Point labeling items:
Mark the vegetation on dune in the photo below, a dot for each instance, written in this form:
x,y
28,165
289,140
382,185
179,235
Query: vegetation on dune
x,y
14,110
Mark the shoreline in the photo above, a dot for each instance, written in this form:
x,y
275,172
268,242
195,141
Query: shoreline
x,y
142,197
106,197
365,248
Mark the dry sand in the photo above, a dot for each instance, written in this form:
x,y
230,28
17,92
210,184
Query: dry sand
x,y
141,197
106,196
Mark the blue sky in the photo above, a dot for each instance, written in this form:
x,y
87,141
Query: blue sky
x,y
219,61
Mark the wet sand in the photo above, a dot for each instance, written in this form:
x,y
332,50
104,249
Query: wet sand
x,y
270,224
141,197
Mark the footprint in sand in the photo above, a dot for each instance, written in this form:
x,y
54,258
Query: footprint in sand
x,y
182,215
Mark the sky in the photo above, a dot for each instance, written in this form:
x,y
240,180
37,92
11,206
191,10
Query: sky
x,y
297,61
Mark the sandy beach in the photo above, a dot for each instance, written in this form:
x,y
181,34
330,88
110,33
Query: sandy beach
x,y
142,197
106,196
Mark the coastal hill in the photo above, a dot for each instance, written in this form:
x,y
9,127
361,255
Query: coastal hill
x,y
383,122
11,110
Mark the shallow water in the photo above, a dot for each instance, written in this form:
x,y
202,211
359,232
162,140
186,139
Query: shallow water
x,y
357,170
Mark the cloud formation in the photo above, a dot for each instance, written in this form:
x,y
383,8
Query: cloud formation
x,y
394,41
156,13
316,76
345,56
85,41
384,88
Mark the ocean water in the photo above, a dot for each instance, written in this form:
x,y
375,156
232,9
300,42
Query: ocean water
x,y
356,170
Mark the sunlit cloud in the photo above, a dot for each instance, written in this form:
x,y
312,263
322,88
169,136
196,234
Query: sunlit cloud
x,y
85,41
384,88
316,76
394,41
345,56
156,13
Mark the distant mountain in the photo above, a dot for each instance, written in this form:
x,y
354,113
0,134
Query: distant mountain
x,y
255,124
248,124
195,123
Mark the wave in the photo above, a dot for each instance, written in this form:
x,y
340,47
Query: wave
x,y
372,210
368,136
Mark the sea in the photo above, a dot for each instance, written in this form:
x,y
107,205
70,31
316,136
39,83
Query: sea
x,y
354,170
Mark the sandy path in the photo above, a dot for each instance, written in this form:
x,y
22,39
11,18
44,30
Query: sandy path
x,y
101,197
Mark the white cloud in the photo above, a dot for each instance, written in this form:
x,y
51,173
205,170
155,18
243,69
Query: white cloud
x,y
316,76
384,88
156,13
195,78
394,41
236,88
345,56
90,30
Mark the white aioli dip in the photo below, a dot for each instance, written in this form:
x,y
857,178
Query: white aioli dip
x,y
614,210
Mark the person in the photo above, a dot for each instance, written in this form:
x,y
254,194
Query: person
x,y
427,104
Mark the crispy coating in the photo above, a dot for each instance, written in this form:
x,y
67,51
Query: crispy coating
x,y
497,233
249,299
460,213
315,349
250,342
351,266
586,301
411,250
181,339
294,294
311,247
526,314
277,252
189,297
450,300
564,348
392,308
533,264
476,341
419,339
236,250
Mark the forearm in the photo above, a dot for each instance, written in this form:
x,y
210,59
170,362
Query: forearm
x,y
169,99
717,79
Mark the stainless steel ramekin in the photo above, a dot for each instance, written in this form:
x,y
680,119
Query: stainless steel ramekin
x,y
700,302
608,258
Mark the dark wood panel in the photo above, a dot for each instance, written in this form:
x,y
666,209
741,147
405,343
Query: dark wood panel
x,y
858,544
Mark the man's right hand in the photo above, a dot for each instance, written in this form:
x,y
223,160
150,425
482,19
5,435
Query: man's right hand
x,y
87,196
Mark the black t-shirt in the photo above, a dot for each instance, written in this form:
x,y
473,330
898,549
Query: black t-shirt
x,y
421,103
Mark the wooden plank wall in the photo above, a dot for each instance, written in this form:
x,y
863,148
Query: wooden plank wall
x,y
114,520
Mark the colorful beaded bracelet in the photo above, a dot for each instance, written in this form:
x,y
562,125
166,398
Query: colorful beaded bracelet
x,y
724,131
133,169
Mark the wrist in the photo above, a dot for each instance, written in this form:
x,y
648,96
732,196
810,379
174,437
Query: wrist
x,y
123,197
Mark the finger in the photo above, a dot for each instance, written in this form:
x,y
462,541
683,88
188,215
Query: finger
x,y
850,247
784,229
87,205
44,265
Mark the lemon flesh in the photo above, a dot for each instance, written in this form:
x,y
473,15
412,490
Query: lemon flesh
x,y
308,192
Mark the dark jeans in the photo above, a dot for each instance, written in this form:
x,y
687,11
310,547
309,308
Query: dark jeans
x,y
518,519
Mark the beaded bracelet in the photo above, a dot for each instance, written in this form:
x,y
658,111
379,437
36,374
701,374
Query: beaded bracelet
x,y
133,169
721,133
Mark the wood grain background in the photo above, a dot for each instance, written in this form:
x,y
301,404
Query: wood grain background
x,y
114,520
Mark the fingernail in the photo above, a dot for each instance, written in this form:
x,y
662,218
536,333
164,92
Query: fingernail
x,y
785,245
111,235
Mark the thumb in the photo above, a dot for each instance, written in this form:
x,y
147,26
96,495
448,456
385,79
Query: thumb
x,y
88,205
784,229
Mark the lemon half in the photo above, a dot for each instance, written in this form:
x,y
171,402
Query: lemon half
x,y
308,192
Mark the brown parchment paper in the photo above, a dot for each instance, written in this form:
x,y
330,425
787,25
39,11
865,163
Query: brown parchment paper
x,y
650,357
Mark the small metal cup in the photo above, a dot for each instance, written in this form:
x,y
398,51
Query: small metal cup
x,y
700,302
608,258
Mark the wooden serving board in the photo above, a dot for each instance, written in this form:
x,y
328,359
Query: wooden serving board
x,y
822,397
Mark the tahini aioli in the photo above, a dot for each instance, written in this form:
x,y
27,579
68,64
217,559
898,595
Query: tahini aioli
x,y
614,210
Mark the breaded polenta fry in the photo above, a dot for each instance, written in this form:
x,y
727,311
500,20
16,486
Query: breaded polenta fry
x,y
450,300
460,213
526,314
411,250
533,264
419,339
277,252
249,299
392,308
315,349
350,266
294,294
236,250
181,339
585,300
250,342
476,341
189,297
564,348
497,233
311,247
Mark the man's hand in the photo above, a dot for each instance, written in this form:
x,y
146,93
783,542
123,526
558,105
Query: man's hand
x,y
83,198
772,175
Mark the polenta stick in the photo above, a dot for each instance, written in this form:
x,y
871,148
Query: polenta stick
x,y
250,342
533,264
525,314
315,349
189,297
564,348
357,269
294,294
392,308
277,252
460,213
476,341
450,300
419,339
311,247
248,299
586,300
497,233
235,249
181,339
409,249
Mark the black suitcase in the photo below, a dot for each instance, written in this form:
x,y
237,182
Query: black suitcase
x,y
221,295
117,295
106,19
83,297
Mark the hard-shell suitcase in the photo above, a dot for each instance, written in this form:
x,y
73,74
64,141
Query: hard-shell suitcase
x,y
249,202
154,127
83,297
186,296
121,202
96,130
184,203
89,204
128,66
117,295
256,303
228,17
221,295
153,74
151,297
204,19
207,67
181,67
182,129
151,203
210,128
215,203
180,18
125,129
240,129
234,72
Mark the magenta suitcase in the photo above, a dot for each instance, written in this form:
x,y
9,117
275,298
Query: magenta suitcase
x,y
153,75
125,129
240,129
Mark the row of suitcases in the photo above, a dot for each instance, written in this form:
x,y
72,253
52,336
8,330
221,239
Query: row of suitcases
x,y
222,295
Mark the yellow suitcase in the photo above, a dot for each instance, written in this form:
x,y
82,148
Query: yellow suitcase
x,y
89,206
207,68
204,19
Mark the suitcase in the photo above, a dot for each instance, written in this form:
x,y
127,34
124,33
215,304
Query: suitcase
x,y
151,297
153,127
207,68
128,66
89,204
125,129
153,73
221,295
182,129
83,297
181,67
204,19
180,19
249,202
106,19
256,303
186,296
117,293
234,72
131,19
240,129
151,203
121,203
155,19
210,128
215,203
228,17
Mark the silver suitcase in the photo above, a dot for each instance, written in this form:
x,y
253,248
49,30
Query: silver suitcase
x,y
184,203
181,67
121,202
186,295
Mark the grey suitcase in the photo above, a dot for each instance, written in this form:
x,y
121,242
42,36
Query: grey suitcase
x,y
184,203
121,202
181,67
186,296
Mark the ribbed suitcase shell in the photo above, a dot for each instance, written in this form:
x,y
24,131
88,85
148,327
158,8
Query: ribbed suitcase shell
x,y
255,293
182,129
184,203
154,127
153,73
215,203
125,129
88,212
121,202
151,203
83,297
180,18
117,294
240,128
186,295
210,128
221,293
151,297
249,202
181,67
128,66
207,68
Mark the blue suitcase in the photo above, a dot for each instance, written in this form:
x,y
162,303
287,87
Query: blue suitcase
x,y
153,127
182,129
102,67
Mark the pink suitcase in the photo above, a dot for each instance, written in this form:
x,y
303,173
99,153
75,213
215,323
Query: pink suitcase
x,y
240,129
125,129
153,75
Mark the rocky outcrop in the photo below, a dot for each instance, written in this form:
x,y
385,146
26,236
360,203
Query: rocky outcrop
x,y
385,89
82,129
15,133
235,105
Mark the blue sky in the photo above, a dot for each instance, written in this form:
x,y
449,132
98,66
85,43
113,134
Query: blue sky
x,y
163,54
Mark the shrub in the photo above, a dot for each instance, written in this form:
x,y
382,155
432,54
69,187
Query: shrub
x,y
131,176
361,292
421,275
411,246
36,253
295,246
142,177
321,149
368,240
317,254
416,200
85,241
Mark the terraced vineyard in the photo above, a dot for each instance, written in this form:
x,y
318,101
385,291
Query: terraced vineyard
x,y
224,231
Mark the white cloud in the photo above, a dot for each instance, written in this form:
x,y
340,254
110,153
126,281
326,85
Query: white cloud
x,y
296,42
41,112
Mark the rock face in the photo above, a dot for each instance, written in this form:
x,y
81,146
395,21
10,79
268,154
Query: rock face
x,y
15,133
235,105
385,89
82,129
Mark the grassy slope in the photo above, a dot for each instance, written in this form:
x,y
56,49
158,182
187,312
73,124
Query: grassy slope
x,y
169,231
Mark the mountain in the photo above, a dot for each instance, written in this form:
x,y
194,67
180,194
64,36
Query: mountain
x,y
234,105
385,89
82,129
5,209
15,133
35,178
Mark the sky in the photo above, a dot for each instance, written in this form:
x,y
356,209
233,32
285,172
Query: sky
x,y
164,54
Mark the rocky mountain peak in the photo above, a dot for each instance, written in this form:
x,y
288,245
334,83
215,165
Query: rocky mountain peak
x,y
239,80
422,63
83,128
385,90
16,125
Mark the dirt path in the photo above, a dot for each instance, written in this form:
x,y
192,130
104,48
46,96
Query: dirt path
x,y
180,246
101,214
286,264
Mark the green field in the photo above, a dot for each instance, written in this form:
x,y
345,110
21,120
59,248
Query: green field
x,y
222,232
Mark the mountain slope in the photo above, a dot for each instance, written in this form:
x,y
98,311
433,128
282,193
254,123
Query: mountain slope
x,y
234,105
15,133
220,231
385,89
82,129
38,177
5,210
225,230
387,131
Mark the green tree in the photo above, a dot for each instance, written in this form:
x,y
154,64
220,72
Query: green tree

### Work to complete
Put the lines from the one containing "Mark the mountain slope" through the end of the items, with both ends included and blank lines omitted, into a Markdown table with the columns No. and Line.

### Final result
| No. | Line |
|---|---|
| 1 | Mark the mountain slope in the photo above, a dot for each instance, written in this form: |
| 2 | x,y |
| 3 | 98,311 |
| 4 | 433,128 |
| 5 | 282,193 |
| 6 | 254,123 |
| 7 | Query: mountain slope |
| 8 | x,y |
| 9 | 234,105 |
| 10 | 15,133 |
| 11 | 220,231 |
| 12 | 385,89 |
| 13 | 82,129 |
| 14 | 38,177 |
| 15 | 5,210 |
| 16 | 225,230 |
| 17 | 387,131 |
| 18 | Mark the green tree in the photo above, a dot for each instance, written in this form: |
| 19 | x,y |
| 20 | 154,64 |
| 21 | 220,72 |
| 22 | Query: green tree |